[Records]
+ + + +

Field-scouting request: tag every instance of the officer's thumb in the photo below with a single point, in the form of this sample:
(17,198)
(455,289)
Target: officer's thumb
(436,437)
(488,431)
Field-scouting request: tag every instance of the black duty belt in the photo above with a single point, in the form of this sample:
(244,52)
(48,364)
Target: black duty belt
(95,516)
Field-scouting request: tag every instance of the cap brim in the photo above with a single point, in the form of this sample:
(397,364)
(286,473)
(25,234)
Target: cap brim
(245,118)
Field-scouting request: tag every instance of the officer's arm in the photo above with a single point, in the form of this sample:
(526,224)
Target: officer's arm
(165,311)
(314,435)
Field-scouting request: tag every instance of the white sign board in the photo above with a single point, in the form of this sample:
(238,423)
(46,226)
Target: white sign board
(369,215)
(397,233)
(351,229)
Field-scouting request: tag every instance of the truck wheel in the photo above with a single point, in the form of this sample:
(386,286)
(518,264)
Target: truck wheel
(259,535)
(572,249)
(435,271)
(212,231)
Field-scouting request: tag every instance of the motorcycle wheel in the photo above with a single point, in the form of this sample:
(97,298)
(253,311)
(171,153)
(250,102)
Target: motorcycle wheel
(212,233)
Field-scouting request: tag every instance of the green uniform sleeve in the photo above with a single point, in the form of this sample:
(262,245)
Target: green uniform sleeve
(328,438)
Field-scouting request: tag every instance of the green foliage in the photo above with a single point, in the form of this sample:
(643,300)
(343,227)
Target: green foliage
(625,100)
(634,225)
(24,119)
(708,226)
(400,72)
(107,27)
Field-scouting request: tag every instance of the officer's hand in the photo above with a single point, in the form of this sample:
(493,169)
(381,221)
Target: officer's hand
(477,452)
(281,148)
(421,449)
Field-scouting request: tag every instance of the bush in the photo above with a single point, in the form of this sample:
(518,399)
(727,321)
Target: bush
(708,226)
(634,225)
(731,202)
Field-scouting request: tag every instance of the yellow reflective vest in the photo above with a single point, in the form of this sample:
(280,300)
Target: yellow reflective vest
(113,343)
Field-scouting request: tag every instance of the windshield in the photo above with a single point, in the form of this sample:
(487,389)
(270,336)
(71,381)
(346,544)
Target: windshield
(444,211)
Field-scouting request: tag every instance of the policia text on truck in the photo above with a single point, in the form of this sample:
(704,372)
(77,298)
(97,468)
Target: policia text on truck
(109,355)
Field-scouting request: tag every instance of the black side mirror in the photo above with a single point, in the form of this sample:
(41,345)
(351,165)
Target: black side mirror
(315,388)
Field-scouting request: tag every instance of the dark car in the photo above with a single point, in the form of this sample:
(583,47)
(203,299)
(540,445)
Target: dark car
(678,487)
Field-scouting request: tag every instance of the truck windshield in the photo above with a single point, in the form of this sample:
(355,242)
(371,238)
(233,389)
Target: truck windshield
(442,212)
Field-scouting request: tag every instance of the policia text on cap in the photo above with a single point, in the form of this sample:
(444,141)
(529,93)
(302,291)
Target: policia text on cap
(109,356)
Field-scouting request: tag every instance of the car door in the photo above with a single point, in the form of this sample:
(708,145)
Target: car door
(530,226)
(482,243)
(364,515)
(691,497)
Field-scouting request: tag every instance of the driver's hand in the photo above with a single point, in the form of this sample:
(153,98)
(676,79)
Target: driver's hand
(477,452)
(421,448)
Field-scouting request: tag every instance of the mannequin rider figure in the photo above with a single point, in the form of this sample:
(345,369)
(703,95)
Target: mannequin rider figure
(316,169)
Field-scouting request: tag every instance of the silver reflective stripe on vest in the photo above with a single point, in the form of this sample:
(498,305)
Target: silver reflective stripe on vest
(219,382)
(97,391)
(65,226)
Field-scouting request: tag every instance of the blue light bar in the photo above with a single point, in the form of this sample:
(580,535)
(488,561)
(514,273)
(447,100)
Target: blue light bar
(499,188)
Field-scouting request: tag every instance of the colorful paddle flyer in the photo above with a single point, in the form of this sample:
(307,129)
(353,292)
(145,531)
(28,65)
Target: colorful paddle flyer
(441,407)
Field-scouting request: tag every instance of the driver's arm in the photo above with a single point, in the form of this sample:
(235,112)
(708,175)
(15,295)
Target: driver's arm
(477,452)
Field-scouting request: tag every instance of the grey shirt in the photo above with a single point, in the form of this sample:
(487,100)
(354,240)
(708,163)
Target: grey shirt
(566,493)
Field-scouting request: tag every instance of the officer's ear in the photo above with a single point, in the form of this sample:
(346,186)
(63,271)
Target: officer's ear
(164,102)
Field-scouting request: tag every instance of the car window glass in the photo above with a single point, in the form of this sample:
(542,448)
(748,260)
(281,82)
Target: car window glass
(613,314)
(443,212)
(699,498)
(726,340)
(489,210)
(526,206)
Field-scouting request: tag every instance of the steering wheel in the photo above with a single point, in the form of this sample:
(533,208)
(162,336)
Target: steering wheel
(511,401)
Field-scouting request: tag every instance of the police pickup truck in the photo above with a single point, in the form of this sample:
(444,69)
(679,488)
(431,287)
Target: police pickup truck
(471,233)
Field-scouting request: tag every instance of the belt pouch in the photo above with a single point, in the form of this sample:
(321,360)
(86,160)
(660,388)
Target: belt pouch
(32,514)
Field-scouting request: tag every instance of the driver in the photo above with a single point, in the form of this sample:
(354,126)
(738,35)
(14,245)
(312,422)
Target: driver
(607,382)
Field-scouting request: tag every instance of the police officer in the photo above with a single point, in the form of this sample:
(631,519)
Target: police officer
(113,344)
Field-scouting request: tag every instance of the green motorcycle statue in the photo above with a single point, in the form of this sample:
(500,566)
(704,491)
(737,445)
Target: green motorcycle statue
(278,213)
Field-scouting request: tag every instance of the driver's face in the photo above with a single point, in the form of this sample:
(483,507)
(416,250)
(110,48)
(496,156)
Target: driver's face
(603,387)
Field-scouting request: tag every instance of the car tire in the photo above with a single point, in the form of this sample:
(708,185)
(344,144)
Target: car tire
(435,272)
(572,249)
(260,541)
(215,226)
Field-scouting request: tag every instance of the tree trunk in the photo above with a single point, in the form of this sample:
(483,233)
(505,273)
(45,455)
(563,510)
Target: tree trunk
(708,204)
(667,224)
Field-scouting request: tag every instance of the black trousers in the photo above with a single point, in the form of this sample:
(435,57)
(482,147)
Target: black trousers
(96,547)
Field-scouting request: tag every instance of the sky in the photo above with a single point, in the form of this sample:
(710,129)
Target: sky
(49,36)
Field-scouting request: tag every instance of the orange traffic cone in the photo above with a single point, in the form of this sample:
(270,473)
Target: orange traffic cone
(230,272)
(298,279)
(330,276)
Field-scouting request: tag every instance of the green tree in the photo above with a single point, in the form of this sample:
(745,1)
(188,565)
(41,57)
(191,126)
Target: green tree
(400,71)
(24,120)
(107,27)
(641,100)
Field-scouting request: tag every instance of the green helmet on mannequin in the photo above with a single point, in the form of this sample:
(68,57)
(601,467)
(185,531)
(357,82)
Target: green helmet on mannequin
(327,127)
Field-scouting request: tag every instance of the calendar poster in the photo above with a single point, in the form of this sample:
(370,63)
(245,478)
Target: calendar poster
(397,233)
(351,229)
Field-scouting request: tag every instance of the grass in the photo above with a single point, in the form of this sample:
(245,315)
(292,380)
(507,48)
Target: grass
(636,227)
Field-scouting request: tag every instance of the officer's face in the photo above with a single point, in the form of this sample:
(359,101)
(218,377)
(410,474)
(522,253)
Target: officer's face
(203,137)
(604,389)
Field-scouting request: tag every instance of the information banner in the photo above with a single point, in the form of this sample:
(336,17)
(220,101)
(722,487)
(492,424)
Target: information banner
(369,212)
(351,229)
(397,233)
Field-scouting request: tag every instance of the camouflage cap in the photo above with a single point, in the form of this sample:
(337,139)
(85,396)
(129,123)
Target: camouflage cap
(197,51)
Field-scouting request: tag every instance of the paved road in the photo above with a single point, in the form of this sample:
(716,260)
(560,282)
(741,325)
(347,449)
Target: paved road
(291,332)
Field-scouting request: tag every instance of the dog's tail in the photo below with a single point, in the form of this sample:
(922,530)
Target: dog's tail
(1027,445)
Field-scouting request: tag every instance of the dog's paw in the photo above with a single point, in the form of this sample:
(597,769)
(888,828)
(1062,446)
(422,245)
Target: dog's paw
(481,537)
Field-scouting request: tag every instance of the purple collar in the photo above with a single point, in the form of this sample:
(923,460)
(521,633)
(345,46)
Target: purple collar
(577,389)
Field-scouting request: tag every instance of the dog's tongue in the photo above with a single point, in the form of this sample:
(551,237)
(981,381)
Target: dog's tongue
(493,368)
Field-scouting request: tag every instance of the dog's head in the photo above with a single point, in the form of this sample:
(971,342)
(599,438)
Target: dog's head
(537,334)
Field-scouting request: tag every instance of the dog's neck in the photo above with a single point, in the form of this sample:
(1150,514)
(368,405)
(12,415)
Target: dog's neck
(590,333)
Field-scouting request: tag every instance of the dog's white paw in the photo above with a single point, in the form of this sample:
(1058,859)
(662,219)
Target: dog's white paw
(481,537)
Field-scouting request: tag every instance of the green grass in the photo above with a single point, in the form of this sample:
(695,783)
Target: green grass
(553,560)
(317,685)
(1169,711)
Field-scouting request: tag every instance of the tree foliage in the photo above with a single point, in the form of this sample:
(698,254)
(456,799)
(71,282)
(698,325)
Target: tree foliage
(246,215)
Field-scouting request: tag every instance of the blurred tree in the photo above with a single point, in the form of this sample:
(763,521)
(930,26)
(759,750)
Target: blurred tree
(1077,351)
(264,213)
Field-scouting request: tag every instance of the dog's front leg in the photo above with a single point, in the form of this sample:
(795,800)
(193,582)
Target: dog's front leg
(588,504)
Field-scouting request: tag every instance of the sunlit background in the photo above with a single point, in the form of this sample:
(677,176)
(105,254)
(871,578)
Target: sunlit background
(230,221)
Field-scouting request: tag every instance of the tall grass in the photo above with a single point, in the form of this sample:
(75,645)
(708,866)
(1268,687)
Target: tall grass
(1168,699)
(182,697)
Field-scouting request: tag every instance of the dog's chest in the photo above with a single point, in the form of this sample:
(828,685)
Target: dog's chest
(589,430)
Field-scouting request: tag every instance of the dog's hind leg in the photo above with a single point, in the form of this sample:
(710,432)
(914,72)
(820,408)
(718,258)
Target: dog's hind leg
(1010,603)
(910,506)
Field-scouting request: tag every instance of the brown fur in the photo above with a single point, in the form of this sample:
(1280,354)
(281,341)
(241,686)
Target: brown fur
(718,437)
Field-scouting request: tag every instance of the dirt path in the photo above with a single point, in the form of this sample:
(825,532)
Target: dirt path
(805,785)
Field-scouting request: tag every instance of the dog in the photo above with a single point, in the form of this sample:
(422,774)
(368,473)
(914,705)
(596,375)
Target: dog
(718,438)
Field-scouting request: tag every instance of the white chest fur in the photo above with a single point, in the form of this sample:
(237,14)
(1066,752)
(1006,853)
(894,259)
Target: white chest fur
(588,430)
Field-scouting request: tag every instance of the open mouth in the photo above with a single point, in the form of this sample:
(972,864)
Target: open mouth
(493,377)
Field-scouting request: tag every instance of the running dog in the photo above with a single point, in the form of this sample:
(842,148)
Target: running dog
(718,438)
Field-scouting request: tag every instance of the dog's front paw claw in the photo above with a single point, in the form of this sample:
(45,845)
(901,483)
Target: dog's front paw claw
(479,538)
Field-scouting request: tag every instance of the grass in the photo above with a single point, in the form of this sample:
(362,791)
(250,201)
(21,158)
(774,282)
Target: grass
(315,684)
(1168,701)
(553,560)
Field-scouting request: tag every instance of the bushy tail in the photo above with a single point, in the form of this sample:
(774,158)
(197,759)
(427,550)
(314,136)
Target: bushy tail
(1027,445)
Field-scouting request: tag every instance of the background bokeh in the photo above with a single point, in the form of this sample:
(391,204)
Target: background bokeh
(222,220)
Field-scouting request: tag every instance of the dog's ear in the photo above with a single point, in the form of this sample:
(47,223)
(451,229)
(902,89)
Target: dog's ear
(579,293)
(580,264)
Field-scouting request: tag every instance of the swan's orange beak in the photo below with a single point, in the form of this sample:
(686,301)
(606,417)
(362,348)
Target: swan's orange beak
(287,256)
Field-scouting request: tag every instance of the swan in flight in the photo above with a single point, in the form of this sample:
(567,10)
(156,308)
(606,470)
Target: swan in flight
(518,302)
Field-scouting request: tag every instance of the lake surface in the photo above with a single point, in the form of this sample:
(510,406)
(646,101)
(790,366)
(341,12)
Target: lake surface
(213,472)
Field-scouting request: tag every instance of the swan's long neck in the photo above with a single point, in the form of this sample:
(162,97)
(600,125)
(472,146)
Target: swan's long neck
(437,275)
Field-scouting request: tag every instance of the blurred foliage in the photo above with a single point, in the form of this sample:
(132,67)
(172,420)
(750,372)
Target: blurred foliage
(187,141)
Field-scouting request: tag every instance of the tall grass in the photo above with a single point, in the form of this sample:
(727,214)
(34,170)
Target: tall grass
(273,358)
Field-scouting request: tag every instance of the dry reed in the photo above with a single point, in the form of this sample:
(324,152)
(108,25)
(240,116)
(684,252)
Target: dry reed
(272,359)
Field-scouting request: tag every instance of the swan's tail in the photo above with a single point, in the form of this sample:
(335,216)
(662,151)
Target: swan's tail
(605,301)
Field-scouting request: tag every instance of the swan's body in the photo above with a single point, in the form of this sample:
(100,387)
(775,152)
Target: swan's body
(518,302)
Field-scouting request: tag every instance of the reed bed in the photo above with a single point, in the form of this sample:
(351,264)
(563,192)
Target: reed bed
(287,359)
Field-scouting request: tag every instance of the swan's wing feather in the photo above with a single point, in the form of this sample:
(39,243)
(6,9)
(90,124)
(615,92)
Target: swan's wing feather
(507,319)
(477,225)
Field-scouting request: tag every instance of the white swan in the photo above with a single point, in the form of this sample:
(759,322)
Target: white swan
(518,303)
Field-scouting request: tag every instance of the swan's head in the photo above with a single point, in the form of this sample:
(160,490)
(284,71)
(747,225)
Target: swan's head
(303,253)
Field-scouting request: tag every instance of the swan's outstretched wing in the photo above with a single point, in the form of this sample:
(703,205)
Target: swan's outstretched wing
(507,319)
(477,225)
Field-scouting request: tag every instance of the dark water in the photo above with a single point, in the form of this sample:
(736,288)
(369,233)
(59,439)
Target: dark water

+ + + +

• Problem details: Quote exactly the line containing "Field-scouting request: tag every instance of the swan's body" and every later line through the end of the listing, and no other lines.

• Written reply:
Field-scouting request: tag every instance of the swan's body in the photo above with a single point, in the form of this sample:
(100,387)
(775,152)
Target: swan's body
(518,302)
Field-scouting request: tag every instance of the reed bed in the photo above with a single point, in the form of this sample:
(351,264)
(563,192)
Target: reed bed
(287,359)
Field-scouting request: tag every instance of the swan's wing feather in the photo above with a single point, in the form of this sample:
(39,243)
(6,9)
(90,124)
(615,92)
Target: swan's wing feather
(507,319)
(477,225)
Field-scouting request: tag every instance of the white swan in the photo above with a single point, in the form of this sample:
(759,322)
Target: white swan
(518,303)
Field-scouting request: tag every instance of the swan's head in the photo above with a single point, in the form of this sample:
(160,490)
(284,71)
(747,225)
Target: swan's head
(303,253)
Field-scouting request: tag every instance of the swan's outstretched wing in the photo above with a single point, in the form of this sample:
(703,205)
Target: swan's outstretched wing
(507,319)
(477,225)
Field-scouting request: tag every instance of the dark water in the photo above with a single point, in the form of this sample:
(736,288)
(369,233)
(59,439)
Target: dark water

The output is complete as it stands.